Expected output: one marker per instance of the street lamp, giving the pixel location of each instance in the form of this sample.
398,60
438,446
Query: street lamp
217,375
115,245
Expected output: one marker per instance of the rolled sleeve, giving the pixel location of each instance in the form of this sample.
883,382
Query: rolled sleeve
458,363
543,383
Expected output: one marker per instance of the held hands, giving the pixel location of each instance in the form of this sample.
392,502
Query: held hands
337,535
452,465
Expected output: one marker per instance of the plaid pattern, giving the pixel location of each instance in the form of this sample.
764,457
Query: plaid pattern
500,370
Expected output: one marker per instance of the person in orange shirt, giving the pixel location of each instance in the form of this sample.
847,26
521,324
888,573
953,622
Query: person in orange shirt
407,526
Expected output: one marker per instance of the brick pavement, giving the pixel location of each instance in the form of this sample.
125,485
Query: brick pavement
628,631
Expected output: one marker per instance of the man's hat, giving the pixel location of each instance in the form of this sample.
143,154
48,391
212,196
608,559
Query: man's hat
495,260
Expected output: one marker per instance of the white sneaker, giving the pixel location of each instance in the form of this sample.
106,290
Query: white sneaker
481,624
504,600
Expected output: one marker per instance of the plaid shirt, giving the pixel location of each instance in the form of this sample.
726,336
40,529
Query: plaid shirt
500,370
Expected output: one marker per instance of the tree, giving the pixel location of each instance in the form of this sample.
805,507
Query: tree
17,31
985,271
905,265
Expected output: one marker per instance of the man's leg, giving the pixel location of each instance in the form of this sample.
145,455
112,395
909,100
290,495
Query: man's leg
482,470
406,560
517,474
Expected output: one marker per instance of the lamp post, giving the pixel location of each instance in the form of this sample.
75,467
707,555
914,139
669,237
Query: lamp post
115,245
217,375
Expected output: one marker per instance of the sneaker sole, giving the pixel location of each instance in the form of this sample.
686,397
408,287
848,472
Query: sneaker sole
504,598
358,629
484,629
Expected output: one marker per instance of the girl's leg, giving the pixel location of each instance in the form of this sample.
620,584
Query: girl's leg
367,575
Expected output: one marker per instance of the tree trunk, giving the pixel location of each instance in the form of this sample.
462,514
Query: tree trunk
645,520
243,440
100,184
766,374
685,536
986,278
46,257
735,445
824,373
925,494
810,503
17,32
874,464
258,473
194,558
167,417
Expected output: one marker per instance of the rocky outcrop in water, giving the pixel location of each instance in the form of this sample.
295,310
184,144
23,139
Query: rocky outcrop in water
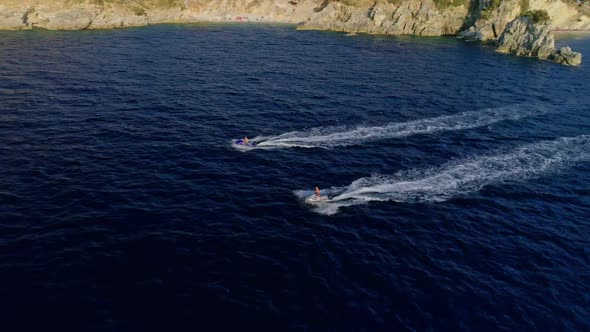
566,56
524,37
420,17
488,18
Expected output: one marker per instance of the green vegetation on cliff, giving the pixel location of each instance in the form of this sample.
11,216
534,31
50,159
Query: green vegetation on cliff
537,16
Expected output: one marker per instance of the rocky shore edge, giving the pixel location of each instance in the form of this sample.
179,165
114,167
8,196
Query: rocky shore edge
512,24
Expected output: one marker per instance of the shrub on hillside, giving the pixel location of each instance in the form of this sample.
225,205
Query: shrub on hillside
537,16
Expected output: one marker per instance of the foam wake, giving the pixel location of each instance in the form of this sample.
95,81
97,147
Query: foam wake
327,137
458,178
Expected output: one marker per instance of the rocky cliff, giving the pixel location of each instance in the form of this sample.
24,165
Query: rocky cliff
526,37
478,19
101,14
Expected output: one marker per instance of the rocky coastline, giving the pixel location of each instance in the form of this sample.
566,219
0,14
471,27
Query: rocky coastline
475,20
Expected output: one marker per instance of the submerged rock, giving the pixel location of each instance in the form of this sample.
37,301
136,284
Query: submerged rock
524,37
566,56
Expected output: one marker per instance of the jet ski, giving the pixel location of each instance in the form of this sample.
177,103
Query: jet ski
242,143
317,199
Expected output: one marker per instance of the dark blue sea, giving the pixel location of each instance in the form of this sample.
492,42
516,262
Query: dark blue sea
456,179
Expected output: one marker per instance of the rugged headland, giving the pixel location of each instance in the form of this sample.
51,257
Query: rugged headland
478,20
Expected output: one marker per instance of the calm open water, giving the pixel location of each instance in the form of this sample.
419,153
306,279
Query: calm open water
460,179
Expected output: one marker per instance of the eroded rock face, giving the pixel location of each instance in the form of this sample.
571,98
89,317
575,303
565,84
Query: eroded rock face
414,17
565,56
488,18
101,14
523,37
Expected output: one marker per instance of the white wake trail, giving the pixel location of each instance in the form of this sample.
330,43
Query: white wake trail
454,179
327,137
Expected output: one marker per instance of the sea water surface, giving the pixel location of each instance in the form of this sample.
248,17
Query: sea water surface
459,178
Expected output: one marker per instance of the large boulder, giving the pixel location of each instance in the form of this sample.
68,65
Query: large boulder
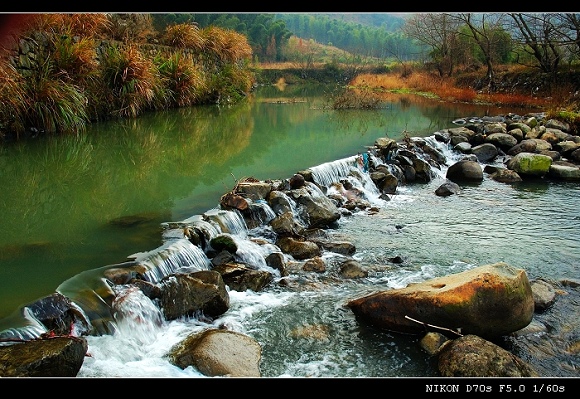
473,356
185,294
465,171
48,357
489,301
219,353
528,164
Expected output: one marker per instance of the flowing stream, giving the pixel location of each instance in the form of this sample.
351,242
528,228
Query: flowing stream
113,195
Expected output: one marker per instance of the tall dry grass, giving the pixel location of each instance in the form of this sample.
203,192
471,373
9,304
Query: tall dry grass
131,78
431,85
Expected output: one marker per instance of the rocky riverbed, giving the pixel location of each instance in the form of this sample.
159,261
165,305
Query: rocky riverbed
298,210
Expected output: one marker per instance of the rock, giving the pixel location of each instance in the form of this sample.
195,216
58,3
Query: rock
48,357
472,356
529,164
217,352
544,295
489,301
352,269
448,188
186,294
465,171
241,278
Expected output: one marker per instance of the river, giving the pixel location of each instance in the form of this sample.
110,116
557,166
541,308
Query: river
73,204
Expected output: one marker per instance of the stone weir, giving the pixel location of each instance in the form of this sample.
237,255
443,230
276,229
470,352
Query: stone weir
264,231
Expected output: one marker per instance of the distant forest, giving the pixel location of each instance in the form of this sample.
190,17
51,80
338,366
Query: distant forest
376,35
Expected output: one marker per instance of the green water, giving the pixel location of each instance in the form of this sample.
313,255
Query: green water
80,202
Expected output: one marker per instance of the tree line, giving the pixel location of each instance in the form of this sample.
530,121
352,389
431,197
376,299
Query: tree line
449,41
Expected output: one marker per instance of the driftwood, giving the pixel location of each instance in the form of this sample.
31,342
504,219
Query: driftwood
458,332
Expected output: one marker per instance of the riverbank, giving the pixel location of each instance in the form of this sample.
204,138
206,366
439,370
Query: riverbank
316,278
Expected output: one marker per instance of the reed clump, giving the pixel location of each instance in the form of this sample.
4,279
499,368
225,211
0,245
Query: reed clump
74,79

※ ※ ※

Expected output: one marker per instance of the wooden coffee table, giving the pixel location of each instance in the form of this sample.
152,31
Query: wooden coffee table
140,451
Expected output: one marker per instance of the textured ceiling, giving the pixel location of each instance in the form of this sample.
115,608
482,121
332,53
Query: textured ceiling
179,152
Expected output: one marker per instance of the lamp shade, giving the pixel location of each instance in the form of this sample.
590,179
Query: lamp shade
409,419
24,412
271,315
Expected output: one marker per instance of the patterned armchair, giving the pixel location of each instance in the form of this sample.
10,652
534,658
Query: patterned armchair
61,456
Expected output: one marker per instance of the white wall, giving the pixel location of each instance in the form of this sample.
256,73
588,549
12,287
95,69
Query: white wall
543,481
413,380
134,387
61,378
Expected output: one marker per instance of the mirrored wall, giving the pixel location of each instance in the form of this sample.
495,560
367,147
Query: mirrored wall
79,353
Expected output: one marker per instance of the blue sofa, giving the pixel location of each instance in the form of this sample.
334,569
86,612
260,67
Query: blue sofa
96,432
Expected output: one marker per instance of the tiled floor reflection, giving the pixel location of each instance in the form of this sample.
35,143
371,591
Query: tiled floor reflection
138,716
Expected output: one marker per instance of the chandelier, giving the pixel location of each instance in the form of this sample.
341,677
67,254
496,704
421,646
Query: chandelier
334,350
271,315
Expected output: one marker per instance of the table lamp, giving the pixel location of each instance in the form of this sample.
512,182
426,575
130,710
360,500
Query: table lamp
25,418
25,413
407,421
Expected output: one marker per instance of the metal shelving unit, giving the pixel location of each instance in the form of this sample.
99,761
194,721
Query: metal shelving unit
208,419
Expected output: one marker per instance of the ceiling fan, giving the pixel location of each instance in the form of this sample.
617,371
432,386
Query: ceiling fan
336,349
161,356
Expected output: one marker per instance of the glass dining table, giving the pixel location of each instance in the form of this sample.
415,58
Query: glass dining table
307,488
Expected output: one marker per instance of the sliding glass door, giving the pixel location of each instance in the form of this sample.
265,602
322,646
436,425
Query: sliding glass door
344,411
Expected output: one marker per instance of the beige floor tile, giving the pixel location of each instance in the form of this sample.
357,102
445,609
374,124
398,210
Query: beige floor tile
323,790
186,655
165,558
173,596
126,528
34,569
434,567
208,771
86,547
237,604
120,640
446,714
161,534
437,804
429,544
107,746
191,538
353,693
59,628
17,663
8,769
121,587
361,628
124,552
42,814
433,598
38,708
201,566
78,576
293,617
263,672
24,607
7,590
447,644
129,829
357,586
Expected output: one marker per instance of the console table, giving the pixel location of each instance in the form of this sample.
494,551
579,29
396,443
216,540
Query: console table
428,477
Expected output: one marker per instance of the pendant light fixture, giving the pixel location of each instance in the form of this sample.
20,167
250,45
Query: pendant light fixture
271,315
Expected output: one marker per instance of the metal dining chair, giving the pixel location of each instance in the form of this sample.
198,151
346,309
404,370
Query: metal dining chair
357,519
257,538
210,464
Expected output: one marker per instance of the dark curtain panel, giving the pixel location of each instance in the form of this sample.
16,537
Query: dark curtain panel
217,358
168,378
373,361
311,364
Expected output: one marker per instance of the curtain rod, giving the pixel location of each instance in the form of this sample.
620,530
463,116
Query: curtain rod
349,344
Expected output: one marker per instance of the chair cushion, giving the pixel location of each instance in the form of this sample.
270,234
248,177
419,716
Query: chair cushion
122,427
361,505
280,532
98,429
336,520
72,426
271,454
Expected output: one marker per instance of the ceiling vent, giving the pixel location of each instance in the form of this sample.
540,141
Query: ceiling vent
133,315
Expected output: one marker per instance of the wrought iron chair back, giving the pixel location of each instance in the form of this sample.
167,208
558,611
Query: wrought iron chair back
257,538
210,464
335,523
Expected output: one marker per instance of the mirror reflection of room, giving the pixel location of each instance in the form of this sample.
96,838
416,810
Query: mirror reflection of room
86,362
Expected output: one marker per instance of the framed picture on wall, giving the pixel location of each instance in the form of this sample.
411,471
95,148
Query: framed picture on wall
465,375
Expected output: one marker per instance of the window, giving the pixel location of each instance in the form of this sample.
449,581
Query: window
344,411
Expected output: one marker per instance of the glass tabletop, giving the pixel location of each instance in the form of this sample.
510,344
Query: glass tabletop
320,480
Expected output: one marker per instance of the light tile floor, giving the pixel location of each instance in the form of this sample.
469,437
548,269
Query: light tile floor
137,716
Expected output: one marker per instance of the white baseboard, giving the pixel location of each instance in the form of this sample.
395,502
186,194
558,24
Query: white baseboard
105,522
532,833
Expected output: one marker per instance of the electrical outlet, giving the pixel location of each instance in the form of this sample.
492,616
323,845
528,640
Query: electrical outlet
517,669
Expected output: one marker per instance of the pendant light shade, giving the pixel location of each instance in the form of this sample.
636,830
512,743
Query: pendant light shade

※ ※ ※

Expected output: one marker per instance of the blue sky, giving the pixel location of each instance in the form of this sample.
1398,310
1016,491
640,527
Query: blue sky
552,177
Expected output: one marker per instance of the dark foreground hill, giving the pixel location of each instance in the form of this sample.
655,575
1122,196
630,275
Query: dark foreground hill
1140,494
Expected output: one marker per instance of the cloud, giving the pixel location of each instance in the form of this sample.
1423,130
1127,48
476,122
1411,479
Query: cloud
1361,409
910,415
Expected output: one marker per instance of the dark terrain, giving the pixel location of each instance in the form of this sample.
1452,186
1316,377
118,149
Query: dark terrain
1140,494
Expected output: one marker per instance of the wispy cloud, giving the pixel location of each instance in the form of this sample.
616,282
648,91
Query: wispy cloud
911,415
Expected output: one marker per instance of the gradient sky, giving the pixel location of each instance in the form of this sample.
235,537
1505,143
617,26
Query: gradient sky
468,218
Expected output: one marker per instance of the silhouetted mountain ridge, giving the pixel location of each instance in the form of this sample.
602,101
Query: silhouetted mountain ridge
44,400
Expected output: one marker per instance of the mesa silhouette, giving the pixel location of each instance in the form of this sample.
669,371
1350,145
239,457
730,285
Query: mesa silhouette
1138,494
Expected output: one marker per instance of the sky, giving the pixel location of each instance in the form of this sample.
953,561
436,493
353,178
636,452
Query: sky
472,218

※ ※ ※

▶ Description of the task
Look above for the line with "Query: brick pavement"; retype exactly that line, every line after it up to the line with "Expected output: one marker per instance of the tree, giving", and that line too, nothing else.

▶ Solution to this exercise
Query: brick pavement
628,631
Expected output: one marker per instance of the man's hat, giving the pixel location of each instance in the form of this sample.
143,154
48,391
212,196
608,559
Query: man's hat
495,260
Expected output: one marker per instance of the white sneaker, giving the pixel location of each instance in the form of this sample.
106,290
Query: white sneaker
481,624
504,600
Expected output: one marker per instance of the plaid shirt, giving the pixel location of each instance in the form of this sample.
726,336
40,529
Query: plaid shirt
500,370
Expected output: one marker per instance of the tree, giving the pixel location of each instance in the form of this sample.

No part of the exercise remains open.